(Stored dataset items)
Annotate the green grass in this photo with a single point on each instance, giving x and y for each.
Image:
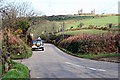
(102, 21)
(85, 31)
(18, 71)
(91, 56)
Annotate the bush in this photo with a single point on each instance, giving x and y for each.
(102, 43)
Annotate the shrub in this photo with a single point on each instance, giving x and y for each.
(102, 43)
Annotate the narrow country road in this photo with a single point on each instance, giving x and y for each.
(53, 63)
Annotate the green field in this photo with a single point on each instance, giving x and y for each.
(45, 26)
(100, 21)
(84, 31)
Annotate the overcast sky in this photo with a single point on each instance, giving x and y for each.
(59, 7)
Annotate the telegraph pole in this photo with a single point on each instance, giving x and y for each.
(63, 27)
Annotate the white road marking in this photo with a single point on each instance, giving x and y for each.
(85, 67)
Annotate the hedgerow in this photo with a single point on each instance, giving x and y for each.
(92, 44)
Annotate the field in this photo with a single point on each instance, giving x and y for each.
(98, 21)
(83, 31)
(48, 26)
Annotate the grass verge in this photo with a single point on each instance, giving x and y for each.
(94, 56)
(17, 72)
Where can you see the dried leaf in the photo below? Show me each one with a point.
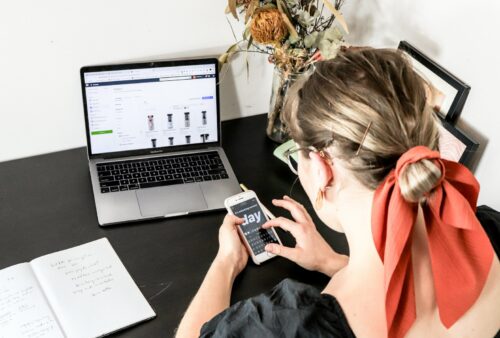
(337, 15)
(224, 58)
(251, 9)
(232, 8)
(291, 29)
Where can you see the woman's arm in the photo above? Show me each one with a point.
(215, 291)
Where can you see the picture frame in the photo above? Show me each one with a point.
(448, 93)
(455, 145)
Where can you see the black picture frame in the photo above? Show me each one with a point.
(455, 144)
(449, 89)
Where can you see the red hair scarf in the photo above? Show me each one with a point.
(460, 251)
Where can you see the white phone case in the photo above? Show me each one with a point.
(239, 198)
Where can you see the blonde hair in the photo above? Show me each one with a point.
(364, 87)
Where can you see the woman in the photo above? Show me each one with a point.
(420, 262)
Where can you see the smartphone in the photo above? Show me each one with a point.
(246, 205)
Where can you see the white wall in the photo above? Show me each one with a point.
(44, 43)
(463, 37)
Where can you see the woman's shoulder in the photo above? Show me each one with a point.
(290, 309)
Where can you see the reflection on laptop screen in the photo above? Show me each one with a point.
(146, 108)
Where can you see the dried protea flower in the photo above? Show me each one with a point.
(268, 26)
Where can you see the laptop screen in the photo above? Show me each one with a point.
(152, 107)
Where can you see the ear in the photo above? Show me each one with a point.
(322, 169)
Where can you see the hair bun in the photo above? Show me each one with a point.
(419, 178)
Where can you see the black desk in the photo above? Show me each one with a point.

- Assignment:
The records above must be echoed exactly, minus their pictures.

- The completed task:
Annotate the green grass in this photo with a single point on each instance, giving x and y for each.
Image:
(102, 21)
(85, 31)
(18, 71)
(91, 56)
Annotate the bush in this photo with a single point on each instance, giving x and y for each.
(102, 43)
Annotate the shrub in this photo with a single point on each instance, giving x and y for each.
(102, 43)
Annotate the narrow country road in this photo with a single point on each instance, giving x and y for each.
(53, 63)
Annotate the green field in this photo with a single point on each instance, giving x and y for each.
(45, 26)
(100, 21)
(84, 31)
Annotate the overcast sky in this photo with a single point on each instance, giving x and y for each.
(59, 7)
Annotate the telegraph pole in this photo with a single point on each instance, giving x and y for each.
(63, 27)
Annotate the white road marking in this photo with a single point on each instance, giving x and y for each.
(85, 67)
Annotate the hedgerow in this photo with a single point on each instance, giving x and y for each.
(92, 44)
Annotate the field in this photo with a single point on each instance, giving x and y for each.
(98, 21)
(83, 31)
(48, 26)
Annotate the grass verge in this photo with a single point on each instance, giving x and y for each.
(94, 56)
(17, 72)
Where can you see the dried leaf in the photo below? Show me each one with a point.
(337, 15)
(224, 58)
(251, 9)
(232, 8)
(291, 29)
Where can you see the woman's arm in the photo above? Show me each one with a point.
(215, 291)
Where can you see the picture frame in the photo above? Show me each one with a point.
(448, 93)
(455, 145)
Where can you see the black picture frame in the photo above? Show me each one with a point.
(455, 144)
(449, 89)
Where can you see the red hair scarf in the photo above? Show me each one with a point.
(460, 251)
Where can you see the white phone case in the photo above? Show me each one with a point.
(239, 198)
Where can you see the blonde hair in the photo above? Show me each one with a point.
(364, 87)
Where can you see the woman in the photo above? Show me each one with a point.
(420, 262)
Where can you see the smartphone in the photo above? Show me each one with a point.
(246, 205)
Where can you see the white wall in the photo above? Show me each one with a point.
(44, 43)
(463, 37)
Where can you see the woman's shoulder in the photo above? Show me each one with a point.
(290, 309)
Where can you see the reflection on laptop screen in the photo above? Show me each one with a point.
(146, 108)
Where can you see the dried protea flower in the photo above? Show me each one with a point.
(268, 26)
Where can you see the laptop screen in the photo above? Show me each one with a point.
(152, 107)
Where can you see the ear in the photo above? Show me each one with a point.
(322, 169)
Where can you see the hair bun in the photo above? Show me each one with a point.
(419, 178)
Where can you see the black desk in the photo above? Show me each one with a point.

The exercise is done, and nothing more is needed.